======== Quoted text

- Directed by: Tinto Brass
- Written by: Tinto Brass
- Based on: Senso by Camillo Boito
- Produced by: Giuseppe Colombo
- Starring: Anna Galiena Gabriel Garko
- Cinematography: Massimo Di Venanzo Daniele Nannuzzi
- Edited by: Tinto Brass Fiorenza Muller
- Music by: Ennio Morricone
- Distributed by: Eagle Pictures
- Release date: 12 April 2002;
- Running time: 128 minutes
- Country: Italy
- Language: Italian
- Budget: 350,000 dollars

= Senso '45 =

Senso '45 (also released internationally as Black Angel) is an Italian erotic drama film written and directed by Tinto Brass, based on the novella Senso by Camillo Boito, which also inspired Luchino Visconti's 1954 film.

Instead of being set during the Third Italian War of Independence, the film is set in Venice during the last months of the fascist regime.

==Plot==
Livia Mazzoni, the wife of a senior manager of MinCulPop, departs from Asolo to Venice, where she meets her lover Helmut Schultz, an officer of the SS. During her car trip, Livia remembers the sexual drift that brought her up to that point, overwhelming her in a whirlwind of erotic adventures, illicit trafficking, shady characters who move in the shadow of the disarraying fascist regime in the final months of World War II.

==Cast==

- Anna Galiena as Livia Mazzoni
- Gabriel Garko as Helmut Schultz
- Antonio Salines as Carlo
- Franco Branciaroli as Ugo Oggiano
- Loredana Cannata as Ninetta
- Simona Borioni as Elsa

Tinto Brass said that at first Anna Galiena seemed doubtful about accepting the role, but then she insisted on having the part, and stubbornly asked to audition. So she went to the director's studio in Isola Farnese where, in order to guarantee the utmost privacy, Brass covered the glass panels of the door with a dark cloth. The actress undressed completely naked and told Brass that her initial uncertainty stemmed from the fact that she had little pubic hair.

================

Exercise a. Output the stretch of the film article from "Tinto Brass said" through "little pubic hair.", word for word.
The entries that come next are unrelated to the film article.

======== Input records

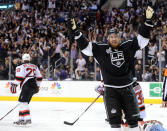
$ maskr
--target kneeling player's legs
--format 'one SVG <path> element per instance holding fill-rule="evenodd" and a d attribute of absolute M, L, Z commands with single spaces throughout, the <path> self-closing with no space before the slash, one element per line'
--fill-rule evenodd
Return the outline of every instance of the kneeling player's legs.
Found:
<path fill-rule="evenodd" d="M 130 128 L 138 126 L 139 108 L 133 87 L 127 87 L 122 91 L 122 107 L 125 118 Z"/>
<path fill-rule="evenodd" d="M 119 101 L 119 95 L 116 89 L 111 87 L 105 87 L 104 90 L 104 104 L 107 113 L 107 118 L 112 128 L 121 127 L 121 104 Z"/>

================
======== Input records

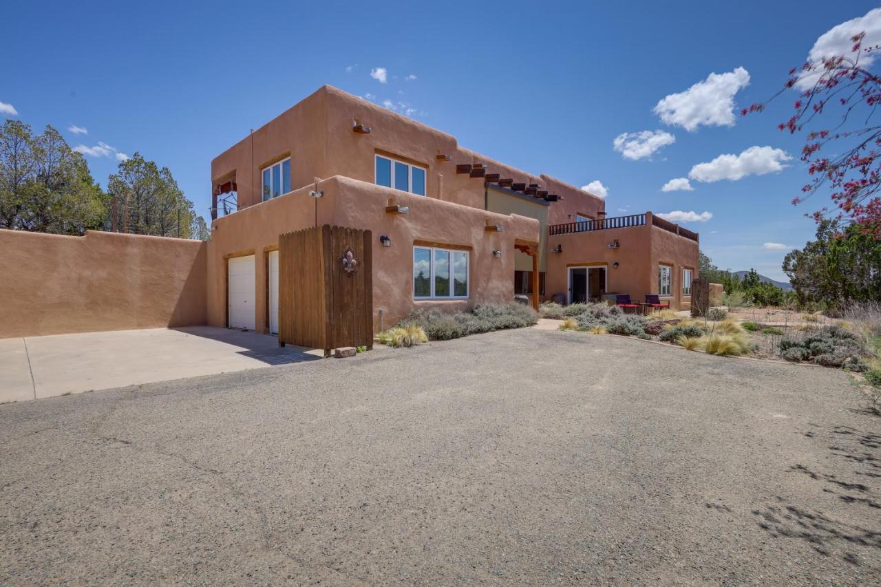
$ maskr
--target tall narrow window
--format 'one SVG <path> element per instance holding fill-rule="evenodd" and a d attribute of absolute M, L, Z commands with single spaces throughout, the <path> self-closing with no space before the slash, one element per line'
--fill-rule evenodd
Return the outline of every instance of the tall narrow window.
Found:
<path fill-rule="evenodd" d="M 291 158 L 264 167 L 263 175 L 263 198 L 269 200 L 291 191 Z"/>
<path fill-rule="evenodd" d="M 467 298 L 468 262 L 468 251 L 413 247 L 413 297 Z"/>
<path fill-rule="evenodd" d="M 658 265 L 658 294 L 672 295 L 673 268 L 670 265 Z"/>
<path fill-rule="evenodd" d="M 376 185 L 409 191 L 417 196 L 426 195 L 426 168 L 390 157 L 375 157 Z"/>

================
======== Input records

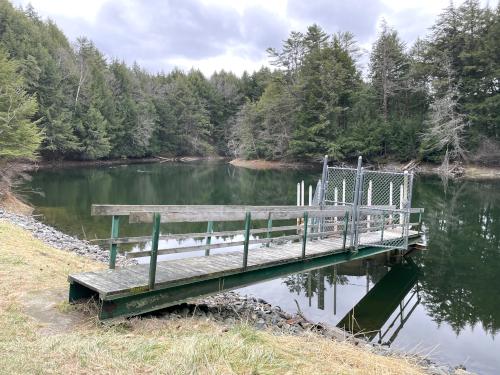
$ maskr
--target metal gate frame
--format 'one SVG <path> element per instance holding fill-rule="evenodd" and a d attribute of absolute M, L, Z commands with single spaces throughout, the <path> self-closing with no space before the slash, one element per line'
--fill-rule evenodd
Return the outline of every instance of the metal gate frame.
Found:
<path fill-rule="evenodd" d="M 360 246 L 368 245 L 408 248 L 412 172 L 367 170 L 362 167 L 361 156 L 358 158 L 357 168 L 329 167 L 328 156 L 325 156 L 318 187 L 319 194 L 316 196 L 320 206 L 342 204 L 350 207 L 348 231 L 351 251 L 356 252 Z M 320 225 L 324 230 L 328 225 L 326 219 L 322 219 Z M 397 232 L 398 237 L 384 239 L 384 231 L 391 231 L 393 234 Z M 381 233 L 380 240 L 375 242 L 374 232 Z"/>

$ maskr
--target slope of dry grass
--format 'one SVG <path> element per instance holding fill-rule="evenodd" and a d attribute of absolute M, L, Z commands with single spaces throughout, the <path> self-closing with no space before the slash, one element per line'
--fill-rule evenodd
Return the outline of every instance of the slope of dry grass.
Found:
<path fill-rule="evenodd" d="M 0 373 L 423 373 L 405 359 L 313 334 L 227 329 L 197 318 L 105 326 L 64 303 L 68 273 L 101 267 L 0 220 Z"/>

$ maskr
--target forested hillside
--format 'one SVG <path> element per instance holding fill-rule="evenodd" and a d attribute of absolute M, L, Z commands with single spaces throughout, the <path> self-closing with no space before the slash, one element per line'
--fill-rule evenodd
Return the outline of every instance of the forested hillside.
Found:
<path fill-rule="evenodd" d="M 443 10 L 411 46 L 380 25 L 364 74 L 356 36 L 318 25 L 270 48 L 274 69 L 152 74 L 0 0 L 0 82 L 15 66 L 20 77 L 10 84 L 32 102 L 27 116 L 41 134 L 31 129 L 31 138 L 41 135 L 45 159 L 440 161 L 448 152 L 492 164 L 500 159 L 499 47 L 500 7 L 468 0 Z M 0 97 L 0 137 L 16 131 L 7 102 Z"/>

================

Exercise b. Gather every line of the entries that contains the string "hillside".

Response a.
Tinto Brass said that at first Anna Galiena seemed doubtful about accepting the role, but then she insisted on having the part, and stubbornly asked to audition. So she went to the director's studio in Isola Farnese where, in order to guarantee the utmost privacy, Brass covered the glass panels of the door with a dark cloth. The actress undressed completely naked and told Brass that her initial uncertainty stemmed from the fact that she had little pubic hair.

Response b.
--target forested hillside
Return the outline of every instance of the forested hillside.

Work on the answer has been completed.